*** Dataset excerpts Section Begins ***

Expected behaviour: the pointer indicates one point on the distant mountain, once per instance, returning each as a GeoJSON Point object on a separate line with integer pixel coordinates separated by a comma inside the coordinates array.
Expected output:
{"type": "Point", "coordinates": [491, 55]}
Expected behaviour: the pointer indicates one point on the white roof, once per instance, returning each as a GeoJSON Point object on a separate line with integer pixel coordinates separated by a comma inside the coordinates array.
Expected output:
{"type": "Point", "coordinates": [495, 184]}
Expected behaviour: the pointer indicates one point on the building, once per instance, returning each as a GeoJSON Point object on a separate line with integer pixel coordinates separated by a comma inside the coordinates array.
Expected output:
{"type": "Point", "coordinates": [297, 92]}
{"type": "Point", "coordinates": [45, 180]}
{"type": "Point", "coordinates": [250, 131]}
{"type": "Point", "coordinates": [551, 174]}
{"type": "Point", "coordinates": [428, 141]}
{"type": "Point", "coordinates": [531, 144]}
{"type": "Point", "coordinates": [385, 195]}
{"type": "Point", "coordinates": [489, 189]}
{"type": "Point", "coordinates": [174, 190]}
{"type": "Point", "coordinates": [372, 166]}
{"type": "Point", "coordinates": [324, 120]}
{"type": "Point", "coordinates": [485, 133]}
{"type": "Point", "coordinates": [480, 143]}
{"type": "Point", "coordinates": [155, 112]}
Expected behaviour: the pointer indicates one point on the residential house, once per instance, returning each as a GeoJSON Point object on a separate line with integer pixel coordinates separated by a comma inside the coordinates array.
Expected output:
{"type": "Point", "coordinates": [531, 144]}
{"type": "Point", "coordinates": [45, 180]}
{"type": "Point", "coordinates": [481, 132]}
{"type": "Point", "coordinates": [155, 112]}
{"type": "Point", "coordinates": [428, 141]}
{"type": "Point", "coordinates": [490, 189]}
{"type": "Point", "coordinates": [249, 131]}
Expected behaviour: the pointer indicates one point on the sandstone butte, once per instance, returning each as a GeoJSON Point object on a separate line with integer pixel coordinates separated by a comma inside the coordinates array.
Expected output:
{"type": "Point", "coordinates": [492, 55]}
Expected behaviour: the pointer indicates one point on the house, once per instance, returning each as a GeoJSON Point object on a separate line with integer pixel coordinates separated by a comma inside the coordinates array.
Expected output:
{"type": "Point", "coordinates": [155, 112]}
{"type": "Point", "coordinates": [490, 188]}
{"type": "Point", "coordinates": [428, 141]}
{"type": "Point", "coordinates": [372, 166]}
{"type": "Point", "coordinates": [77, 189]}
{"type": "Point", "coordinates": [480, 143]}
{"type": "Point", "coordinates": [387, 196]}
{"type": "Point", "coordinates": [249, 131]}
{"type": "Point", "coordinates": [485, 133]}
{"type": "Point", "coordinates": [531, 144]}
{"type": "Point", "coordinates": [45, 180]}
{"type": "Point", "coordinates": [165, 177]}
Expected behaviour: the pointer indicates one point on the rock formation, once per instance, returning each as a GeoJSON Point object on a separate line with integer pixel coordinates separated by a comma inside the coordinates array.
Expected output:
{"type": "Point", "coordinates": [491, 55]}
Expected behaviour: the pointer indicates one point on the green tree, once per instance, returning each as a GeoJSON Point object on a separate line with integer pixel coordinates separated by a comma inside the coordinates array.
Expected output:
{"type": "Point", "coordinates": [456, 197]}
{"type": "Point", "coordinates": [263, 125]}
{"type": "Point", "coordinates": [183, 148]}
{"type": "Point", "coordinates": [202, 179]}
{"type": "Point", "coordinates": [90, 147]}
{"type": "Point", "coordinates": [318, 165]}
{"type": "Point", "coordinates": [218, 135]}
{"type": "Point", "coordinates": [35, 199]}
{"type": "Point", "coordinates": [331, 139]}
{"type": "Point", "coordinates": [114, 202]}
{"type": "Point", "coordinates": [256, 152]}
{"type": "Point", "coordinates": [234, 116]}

*** Dataset excerpts Section Ends ***

=== Exercise instructions ===
Each line of the material above should be restated word for word.

=== Response to this task ===
Expected behaviour: the pointer indicates one point on the distant mountain, once per instance, returning each as a GeoJSON Point object on a separate line with integer pixel coordinates separated by a comma inside the coordinates array.
Expected output:
{"type": "Point", "coordinates": [491, 55]}
Expected behaviour: the pointer indicates one point on the white roof, once per instance, returning each as a GeoJSON Point object on a separate line with integer pixel coordinates separated by a comma inside the coordinates array.
Expected output:
{"type": "Point", "coordinates": [495, 184]}
Expected behaviour: the pointer indicates one point on the building, once per instance, returning each as a GeoJSON Point object on a separate line with integer pixel coordinates separated by a comma inside the coordinates array.
Expected output:
{"type": "Point", "coordinates": [297, 92]}
{"type": "Point", "coordinates": [45, 180]}
{"type": "Point", "coordinates": [250, 131]}
{"type": "Point", "coordinates": [551, 174]}
{"type": "Point", "coordinates": [428, 141]}
{"type": "Point", "coordinates": [531, 144]}
{"type": "Point", "coordinates": [385, 195]}
{"type": "Point", "coordinates": [489, 189]}
{"type": "Point", "coordinates": [174, 190]}
{"type": "Point", "coordinates": [372, 166]}
{"type": "Point", "coordinates": [324, 120]}
{"type": "Point", "coordinates": [485, 133]}
{"type": "Point", "coordinates": [480, 143]}
{"type": "Point", "coordinates": [155, 112]}
Expected behaviour: the pointer indicates one point on the residential house, once per instance, returning each as a GeoJSON Point object on a separate line with integer pixel coordinates separated by a comma inside the coordinates array.
Expected output:
{"type": "Point", "coordinates": [531, 144]}
{"type": "Point", "coordinates": [45, 180]}
{"type": "Point", "coordinates": [481, 132]}
{"type": "Point", "coordinates": [155, 112]}
{"type": "Point", "coordinates": [428, 141]}
{"type": "Point", "coordinates": [490, 189]}
{"type": "Point", "coordinates": [249, 131]}
Expected behaviour: the pointer indicates one point on the sandstone butte, once per instance, returning each as a GeoJSON Point object on a separate line with integer pixel coordinates separated by a comma inside the coordinates array.
Expected output:
{"type": "Point", "coordinates": [492, 55]}
Expected behaviour: the pointer indicates one point on the house, once per instance, returning each as a GeoJSON Point object on a separate line with integer pixel coordinates separated by a comma inside the coordinates array.
Expected output:
{"type": "Point", "coordinates": [155, 112]}
{"type": "Point", "coordinates": [490, 188]}
{"type": "Point", "coordinates": [428, 141]}
{"type": "Point", "coordinates": [372, 166]}
{"type": "Point", "coordinates": [77, 189]}
{"type": "Point", "coordinates": [480, 143]}
{"type": "Point", "coordinates": [387, 196]}
{"type": "Point", "coordinates": [249, 131]}
{"type": "Point", "coordinates": [485, 133]}
{"type": "Point", "coordinates": [531, 144]}
{"type": "Point", "coordinates": [45, 180]}
{"type": "Point", "coordinates": [165, 177]}
Expected behaviour: the pointer indicates one point on the rock formation, once per instance, returning each as a GeoJSON Point object on a separate line with integer pixel coordinates separated by a comma inside the coordinates array.
Expected output:
{"type": "Point", "coordinates": [491, 55]}
Expected behaviour: the pointer indicates one point on the green tree, once per instance, returning each as a GeoJSON Point object on a separate line with integer pixel coordinates separated by a comma inside the coordinates array.
Expected output:
{"type": "Point", "coordinates": [456, 197]}
{"type": "Point", "coordinates": [263, 125]}
{"type": "Point", "coordinates": [183, 148]}
{"type": "Point", "coordinates": [202, 179]}
{"type": "Point", "coordinates": [90, 147]}
{"type": "Point", "coordinates": [318, 165]}
{"type": "Point", "coordinates": [218, 135]}
{"type": "Point", "coordinates": [35, 199]}
{"type": "Point", "coordinates": [331, 139]}
{"type": "Point", "coordinates": [114, 202]}
{"type": "Point", "coordinates": [256, 152]}
{"type": "Point", "coordinates": [234, 116]}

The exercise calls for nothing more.